== STORED ROWS
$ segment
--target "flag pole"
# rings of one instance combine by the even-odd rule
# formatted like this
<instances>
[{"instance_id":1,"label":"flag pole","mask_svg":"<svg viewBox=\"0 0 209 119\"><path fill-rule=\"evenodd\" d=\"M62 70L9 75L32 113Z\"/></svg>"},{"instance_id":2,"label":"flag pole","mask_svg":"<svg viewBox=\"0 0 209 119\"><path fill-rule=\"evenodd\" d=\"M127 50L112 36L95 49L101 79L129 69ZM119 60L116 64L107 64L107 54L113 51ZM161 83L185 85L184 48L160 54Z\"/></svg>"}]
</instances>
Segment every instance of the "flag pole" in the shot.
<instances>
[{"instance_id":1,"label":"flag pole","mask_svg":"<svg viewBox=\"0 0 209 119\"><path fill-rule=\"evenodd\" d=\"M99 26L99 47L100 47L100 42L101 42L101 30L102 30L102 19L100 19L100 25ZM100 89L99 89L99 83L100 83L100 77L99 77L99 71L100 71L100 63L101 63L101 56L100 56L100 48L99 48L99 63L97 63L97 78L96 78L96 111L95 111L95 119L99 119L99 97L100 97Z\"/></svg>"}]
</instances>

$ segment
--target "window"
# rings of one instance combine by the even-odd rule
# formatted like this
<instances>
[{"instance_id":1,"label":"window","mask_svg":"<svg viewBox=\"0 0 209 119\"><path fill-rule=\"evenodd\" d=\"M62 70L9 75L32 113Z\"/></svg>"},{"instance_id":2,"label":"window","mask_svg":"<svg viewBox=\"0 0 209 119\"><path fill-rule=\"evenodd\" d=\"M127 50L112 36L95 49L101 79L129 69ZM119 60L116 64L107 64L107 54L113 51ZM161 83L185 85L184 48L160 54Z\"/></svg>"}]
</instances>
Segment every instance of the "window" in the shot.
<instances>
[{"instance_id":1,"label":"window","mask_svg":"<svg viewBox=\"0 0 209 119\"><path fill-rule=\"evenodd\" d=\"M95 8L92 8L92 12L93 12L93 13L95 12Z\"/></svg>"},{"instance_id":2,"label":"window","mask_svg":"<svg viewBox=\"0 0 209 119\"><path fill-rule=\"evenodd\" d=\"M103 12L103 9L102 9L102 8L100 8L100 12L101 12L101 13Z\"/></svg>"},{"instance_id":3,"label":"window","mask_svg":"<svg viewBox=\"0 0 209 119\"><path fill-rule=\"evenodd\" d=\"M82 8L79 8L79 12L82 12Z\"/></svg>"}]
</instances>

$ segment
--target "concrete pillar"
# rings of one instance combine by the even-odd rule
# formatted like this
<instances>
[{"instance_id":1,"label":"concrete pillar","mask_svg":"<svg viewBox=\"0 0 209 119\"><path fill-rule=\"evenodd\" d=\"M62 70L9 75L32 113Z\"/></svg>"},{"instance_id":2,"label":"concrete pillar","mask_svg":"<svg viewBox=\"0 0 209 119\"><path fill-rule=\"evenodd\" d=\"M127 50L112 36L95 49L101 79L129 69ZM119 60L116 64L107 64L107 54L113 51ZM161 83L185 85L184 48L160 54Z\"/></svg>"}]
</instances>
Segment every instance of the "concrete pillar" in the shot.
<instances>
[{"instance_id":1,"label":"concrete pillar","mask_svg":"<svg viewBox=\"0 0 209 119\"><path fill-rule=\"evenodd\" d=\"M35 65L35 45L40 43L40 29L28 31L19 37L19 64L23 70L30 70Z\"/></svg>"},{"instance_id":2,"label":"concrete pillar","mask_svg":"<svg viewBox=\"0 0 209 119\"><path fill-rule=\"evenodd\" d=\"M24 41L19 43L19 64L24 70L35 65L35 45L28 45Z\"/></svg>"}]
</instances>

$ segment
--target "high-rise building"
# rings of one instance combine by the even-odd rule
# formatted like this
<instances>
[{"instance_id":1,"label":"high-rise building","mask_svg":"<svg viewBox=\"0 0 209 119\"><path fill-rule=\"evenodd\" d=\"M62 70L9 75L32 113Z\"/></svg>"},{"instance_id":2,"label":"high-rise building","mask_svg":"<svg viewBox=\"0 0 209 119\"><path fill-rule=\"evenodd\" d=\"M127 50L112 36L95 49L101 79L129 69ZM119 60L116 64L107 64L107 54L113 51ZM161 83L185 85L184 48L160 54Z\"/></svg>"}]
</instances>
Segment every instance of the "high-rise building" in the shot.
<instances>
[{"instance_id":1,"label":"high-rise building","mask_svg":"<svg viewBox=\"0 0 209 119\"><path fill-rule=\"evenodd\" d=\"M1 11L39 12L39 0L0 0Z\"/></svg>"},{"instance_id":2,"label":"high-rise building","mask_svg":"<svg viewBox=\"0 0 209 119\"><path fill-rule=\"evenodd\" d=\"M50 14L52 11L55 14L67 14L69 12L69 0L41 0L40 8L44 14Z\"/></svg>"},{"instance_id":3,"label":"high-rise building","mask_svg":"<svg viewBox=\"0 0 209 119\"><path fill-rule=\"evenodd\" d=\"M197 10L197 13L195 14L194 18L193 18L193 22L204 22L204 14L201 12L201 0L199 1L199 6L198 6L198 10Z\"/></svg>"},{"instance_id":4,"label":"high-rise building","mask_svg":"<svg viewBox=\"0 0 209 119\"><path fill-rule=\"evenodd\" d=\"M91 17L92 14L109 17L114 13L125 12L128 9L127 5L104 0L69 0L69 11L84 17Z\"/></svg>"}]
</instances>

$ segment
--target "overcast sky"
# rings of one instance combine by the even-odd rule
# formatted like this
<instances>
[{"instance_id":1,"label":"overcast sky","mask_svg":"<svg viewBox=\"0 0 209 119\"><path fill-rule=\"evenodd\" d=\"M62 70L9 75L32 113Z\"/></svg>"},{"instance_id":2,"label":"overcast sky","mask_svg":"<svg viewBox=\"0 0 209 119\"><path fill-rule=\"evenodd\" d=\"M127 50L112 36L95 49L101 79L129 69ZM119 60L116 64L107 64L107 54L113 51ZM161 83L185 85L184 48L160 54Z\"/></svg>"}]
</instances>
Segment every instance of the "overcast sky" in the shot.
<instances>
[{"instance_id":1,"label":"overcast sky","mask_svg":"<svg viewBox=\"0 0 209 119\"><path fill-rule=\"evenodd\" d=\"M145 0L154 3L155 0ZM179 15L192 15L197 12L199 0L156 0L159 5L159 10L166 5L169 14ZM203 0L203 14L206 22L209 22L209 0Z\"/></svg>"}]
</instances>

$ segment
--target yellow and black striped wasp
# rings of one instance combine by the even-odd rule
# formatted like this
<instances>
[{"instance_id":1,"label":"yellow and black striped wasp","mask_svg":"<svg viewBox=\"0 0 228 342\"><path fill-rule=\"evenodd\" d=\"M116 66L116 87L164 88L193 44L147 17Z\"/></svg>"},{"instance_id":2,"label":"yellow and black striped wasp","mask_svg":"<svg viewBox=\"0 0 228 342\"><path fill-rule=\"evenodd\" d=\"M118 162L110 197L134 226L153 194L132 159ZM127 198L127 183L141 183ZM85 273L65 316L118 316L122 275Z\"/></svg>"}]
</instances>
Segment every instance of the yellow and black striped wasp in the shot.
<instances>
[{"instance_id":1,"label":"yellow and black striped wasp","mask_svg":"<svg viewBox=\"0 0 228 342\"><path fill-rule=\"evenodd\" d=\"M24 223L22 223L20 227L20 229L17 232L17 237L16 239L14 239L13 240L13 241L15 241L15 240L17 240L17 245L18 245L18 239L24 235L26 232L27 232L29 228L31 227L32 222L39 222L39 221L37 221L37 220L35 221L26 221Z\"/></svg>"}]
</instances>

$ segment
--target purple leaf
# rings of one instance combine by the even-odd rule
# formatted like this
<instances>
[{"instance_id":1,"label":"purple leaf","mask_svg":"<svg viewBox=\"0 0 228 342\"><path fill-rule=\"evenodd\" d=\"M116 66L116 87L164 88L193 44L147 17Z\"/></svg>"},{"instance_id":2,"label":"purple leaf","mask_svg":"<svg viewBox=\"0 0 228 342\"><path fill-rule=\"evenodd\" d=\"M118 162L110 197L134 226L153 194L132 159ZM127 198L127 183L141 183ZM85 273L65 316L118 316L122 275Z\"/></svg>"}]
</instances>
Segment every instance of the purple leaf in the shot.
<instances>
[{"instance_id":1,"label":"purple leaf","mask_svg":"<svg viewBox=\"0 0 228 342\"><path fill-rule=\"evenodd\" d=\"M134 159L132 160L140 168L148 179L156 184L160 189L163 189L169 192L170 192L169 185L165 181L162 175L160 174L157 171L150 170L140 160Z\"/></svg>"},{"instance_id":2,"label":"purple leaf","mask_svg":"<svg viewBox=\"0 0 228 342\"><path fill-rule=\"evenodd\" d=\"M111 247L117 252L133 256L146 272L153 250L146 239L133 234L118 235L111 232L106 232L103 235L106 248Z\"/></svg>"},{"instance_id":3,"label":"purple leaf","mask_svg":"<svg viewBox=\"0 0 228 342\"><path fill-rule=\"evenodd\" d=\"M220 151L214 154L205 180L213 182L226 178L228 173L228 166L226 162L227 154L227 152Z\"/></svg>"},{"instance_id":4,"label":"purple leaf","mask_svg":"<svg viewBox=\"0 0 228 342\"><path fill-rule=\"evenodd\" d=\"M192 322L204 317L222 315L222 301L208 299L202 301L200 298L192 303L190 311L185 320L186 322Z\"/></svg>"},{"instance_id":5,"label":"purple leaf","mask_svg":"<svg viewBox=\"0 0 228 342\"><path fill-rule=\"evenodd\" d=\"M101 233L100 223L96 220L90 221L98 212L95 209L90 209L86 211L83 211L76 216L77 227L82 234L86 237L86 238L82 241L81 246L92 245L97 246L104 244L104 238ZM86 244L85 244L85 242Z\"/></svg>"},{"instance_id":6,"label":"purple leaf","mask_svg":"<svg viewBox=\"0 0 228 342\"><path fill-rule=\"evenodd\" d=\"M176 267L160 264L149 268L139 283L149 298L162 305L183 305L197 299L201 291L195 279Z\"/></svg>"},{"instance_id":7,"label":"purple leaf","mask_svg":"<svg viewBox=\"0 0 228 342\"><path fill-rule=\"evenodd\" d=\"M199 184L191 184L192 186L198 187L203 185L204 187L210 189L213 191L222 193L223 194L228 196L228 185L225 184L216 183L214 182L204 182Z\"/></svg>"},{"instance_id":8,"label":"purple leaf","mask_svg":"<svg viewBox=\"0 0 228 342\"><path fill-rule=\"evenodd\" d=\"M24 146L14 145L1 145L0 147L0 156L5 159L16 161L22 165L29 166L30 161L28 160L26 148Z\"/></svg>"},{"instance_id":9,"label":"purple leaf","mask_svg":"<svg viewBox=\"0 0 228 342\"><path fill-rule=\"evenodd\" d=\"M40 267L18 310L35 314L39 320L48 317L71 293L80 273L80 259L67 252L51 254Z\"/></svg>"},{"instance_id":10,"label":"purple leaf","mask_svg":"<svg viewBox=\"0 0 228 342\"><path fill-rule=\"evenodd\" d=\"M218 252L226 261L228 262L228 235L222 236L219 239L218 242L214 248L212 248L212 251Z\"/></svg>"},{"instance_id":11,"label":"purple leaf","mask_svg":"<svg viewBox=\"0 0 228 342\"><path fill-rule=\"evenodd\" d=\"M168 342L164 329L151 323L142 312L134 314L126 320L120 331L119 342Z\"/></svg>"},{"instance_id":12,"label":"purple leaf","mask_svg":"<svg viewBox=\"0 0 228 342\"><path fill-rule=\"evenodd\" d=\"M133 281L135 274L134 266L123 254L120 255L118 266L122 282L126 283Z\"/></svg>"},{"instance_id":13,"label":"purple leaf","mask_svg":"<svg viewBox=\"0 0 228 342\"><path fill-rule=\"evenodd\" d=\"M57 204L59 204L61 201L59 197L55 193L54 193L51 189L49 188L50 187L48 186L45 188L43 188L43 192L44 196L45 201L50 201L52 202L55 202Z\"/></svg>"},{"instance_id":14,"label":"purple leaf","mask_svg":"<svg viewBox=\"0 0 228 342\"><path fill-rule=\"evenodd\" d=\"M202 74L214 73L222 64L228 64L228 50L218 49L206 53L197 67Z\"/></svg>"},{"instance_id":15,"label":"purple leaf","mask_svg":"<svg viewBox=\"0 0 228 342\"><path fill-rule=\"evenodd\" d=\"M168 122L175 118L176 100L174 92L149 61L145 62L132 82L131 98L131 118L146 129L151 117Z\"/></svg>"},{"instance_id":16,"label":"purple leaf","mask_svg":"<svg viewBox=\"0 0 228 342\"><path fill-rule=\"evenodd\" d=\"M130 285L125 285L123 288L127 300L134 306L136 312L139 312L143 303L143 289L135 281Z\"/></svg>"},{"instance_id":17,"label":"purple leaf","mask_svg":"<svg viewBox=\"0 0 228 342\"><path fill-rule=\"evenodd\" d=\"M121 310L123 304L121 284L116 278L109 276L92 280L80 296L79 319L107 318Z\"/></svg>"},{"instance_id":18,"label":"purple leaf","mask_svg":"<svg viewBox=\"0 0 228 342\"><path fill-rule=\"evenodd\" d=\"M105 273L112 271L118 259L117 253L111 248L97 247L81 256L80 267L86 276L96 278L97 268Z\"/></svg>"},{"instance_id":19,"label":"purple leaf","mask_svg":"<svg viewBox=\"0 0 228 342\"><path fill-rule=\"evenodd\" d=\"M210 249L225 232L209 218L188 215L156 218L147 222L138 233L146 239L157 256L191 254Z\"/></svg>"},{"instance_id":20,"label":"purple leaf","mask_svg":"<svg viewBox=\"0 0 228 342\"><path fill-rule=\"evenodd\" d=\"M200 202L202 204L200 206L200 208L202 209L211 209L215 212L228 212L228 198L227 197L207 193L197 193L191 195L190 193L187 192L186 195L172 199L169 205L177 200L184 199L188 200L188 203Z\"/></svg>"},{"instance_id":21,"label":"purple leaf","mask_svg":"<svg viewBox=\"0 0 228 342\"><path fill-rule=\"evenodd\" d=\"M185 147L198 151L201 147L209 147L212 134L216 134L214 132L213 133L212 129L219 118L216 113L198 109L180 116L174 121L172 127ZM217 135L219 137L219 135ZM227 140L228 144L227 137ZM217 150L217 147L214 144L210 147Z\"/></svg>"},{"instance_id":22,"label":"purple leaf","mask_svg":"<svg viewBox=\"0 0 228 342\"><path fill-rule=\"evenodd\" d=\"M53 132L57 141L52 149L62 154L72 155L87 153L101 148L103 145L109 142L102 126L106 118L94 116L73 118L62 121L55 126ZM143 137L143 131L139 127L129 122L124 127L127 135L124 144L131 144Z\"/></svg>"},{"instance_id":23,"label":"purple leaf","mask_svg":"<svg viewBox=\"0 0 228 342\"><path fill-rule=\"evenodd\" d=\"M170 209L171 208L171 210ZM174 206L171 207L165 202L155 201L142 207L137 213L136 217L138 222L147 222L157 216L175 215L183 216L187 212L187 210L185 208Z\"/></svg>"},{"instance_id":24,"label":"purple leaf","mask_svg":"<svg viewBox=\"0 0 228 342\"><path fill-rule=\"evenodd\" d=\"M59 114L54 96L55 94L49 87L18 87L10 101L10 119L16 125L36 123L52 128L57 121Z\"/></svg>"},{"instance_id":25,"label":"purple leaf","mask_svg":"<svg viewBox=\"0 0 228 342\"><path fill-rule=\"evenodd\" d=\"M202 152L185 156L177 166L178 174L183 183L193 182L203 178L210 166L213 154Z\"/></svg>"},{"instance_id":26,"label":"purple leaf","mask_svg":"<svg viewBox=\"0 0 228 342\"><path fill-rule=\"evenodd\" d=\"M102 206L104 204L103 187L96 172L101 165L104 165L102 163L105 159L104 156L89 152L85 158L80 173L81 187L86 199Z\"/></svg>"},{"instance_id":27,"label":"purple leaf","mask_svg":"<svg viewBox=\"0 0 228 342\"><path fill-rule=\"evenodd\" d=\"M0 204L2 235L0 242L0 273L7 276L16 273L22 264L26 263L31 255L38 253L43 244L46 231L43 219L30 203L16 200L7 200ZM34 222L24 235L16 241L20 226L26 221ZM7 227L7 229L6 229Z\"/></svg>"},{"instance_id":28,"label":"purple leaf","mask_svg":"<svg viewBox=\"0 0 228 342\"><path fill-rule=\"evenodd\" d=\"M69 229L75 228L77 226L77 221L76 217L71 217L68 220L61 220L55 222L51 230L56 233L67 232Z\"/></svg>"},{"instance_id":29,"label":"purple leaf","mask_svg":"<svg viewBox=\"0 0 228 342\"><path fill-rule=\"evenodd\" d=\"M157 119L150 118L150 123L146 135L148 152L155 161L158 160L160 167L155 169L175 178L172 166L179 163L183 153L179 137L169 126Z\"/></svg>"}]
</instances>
====
## TASK DETAILS
Pick out every line of the material that contains the string "target", and copy each such line in full.

## ANSWER FOR THE TASK
--target "flag pole"
--target "window"
--target "concrete pillar"
--target "high-rise building"
--target "overcast sky"
--target yellow and black striped wasp
--target purple leaf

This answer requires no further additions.